Your goal>
What follows are records. Restate all of them word for word.
══ Data for processing
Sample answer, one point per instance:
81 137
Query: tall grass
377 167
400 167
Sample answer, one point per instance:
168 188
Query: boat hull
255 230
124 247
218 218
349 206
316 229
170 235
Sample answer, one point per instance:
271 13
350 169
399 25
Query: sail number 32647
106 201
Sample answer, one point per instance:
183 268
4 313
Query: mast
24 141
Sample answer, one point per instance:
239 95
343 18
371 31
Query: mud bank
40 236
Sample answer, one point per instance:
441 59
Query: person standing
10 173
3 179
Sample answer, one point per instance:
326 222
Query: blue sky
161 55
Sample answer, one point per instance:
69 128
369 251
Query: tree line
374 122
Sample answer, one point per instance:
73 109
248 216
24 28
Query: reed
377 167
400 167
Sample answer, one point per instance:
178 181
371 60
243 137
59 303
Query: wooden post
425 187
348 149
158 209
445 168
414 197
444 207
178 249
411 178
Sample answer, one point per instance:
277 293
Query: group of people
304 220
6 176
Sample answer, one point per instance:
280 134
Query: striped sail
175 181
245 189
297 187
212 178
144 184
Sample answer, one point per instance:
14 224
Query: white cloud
════
Task answer>
Sample answer, one point per instance:
81 137
Query: tall grass
377 167
400 167
Sample answer, one point per instance:
168 188
Query: boat hull
255 230
124 247
218 218
349 206
316 229
170 235
Sample answer, one point per instance:
271 13
350 169
399 25
Query: sail number 32647
106 201
Sample answer, one point per instance:
183 268
4 313
Query: mast
24 141
Sample answer, one point per instance:
239 95
343 18
371 31
Query: mud bank
40 236
Sample answer, one point per instance:
441 59
Query: person standing
10 173
3 179
Sample answer, one point per instance:
326 222
Query: blue sky
161 55
Sample answer, one point per instance:
69 128
369 251
Query: tree line
374 122
Sample answer, one point per instance:
73 109
248 216
24 28
Query: reed
377 167
400 167
Sample answer, one point per instance:
178 181
371 60
243 137
59 303
Query: wooden post
425 187
348 149
158 209
445 168
414 197
444 207
178 249
411 178
Sample answer, one point per instance:
277 293
Query: group of people
304 220
6 176
Sample answer, one point per instance:
280 134
Query: striped sail
175 181
245 189
297 187
212 178
144 184
Sample answer, one point per instance:
14 224
Query: white cloud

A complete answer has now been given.